RAW DATA »
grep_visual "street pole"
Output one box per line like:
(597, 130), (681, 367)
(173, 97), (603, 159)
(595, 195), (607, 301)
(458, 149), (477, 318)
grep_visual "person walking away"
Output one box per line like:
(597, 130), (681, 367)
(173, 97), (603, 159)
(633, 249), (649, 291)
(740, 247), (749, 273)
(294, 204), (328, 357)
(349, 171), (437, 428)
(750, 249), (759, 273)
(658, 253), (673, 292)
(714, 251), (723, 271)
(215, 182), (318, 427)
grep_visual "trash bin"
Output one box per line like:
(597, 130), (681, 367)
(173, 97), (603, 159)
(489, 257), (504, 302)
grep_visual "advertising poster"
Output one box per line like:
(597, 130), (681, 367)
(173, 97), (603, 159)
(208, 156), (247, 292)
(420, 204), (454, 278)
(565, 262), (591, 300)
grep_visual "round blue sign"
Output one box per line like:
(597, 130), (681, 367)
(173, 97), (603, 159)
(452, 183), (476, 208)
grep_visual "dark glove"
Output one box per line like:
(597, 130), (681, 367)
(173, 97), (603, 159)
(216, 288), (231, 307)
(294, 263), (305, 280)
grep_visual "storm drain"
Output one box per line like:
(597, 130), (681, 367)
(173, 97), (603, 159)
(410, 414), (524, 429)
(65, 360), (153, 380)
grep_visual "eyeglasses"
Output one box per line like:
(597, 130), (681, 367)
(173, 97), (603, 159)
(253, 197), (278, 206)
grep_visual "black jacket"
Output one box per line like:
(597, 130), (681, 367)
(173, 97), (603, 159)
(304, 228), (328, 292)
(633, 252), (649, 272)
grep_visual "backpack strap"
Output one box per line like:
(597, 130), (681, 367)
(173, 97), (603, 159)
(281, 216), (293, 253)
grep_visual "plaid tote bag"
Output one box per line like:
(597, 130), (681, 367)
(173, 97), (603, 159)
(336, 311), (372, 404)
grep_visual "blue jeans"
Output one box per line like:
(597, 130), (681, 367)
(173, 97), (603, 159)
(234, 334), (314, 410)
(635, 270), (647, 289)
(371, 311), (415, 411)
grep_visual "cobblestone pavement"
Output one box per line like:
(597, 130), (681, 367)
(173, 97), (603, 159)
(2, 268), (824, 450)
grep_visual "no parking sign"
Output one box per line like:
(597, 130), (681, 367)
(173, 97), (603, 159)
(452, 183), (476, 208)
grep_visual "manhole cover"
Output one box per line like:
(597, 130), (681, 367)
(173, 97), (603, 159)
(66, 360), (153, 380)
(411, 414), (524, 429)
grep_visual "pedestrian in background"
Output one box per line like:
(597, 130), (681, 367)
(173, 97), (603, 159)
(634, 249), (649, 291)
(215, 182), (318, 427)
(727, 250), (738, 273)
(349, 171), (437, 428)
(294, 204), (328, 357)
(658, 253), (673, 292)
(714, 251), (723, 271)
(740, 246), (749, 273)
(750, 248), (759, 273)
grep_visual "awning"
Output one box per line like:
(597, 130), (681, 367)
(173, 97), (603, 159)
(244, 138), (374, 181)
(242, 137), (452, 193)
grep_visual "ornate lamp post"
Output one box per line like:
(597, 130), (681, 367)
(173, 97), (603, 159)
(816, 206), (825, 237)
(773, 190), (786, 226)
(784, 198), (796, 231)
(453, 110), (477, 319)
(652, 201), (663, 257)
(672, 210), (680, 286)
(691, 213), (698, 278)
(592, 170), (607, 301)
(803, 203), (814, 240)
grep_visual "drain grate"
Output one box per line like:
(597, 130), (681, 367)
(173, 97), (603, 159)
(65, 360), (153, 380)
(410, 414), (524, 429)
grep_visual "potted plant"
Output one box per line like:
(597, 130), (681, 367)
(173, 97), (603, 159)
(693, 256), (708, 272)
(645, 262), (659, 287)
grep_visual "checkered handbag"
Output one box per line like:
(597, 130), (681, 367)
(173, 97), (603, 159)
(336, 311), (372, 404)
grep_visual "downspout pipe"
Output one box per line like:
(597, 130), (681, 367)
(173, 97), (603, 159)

TASK OBJECTIVE »
Write out every line of the data again, exactly as it reads.

ANSWER SPACE »
grep_visual "street pole"
Output one box per line like:
(597, 130), (681, 367)
(173, 97), (603, 159)
(595, 195), (607, 301)
(458, 149), (477, 318)
grep_visual "person walking away"
Output one box per line like:
(597, 130), (681, 367)
(173, 97), (603, 159)
(633, 249), (649, 291)
(740, 247), (749, 273)
(294, 204), (328, 357)
(349, 171), (437, 428)
(750, 249), (759, 273)
(658, 253), (673, 292)
(714, 251), (723, 271)
(215, 182), (318, 427)
grep_visual "trash bin"
Output one box per line like:
(597, 130), (681, 367)
(173, 97), (603, 159)
(489, 257), (504, 302)
grep_visual "advertising poster"
Output one box per line like:
(597, 130), (681, 367)
(173, 97), (603, 159)
(208, 156), (247, 292)
(420, 204), (454, 278)
(565, 262), (591, 300)
grep_visual "round blue sign"
Output one box per line like:
(597, 130), (681, 367)
(173, 97), (603, 159)
(452, 183), (476, 208)
grep_visual "dark glove"
Output one box per line like:
(597, 130), (681, 367)
(173, 97), (603, 159)
(216, 288), (231, 307)
(294, 263), (305, 280)
grep_visual "storm drain"
Output one box per line like:
(597, 130), (681, 367)
(173, 97), (603, 159)
(410, 414), (524, 429)
(65, 360), (153, 380)
grep_visual "eyeglasses"
Output one box per line like:
(597, 130), (681, 367)
(173, 97), (603, 159)
(253, 197), (278, 206)
grep_visual "black jacket"
Output one box per line like:
(597, 130), (681, 367)
(173, 97), (603, 159)
(304, 228), (328, 292)
(633, 252), (649, 272)
grep_visual "backpack strap"
Output one box per line like:
(597, 130), (681, 367)
(173, 97), (603, 159)
(281, 216), (293, 253)
grep_visual "plaid tote bag"
Output one box per line like:
(597, 130), (681, 367)
(173, 97), (603, 159)
(336, 311), (372, 404)
grep_visual "blue jeans"
Output one box per line like:
(597, 130), (681, 367)
(173, 97), (603, 159)
(234, 334), (314, 410)
(635, 270), (647, 289)
(371, 311), (415, 411)
grep_visual "cobblestone pavement"
Output one box per line like:
(597, 130), (681, 367)
(173, 97), (603, 159)
(2, 268), (824, 450)
grep_visual "no parking sign"
Output one box per line like:
(597, 130), (681, 367)
(173, 97), (603, 159)
(452, 183), (476, 208)
grep_visual "manhole cover"
Output one box per line like:
(597, 130), (681, 367)
(173, 97), (603, 159)
(66, 360), (153, 380)
(411, 414), (524, 429)
grep_visual "pedestrian in background"
Output one box per line like:
(597, 130), (681, 367)
(173, 97), (603, 159)
(634, 249), (649, 291)
(215, 182), (318, 427)
(727, 250), (738, 273)
(349, 171), (437, 428)
(294, 204), (328, 357)
(658, 253), (673, 292)
(714, 251), (723, 271)
(740, 246), (749, 273)
(750, 248), (759, 273)
grep_visual "awning"
Output one box per line like:
(597, 130), (681, 367)
(173, 97), (603, 159)
(244, 138), (374, 181)
(242, 137), (452, 193)
grep_visual "ornate lamp post"
Output one box per line like:
(597, 130), (681, 367)
(173, 97), (603, 159)
(816, 206), (825, 237)
(773, 190), (786, 226)
(784, 198), (796, 231)
(453, 110), (477, 319)
(652, 201), (663, 257)
(672, 210), (680, 286)
(691, 213), (698, 278)
(592, 170), (607, 301)
(803, 203), (814, 240)
grep_visual "drain grate"
Output one box per line like:
(597, 130), (681, 367)
(173, 97), (603, 159)
(65, 360), (153, 380)
(410, 414), (524, 429)
grep_visual "potted plant"
Output one box per line like:
(597, 130), (681, 367)
(173, 97), (603, 159)
(693, 256), (708, 272)
(645, 262), (659, 287)
grep_visual "checkered handbag"
Output one box per line like:
(597, 130), (681, 367)
(173, 97), (603, 159)
(336, 311), (372, 404)
grep_visual "downspout pipe"
Output one box per line like:
(597, 130), (681, 367)
(173, 97), (603, 159)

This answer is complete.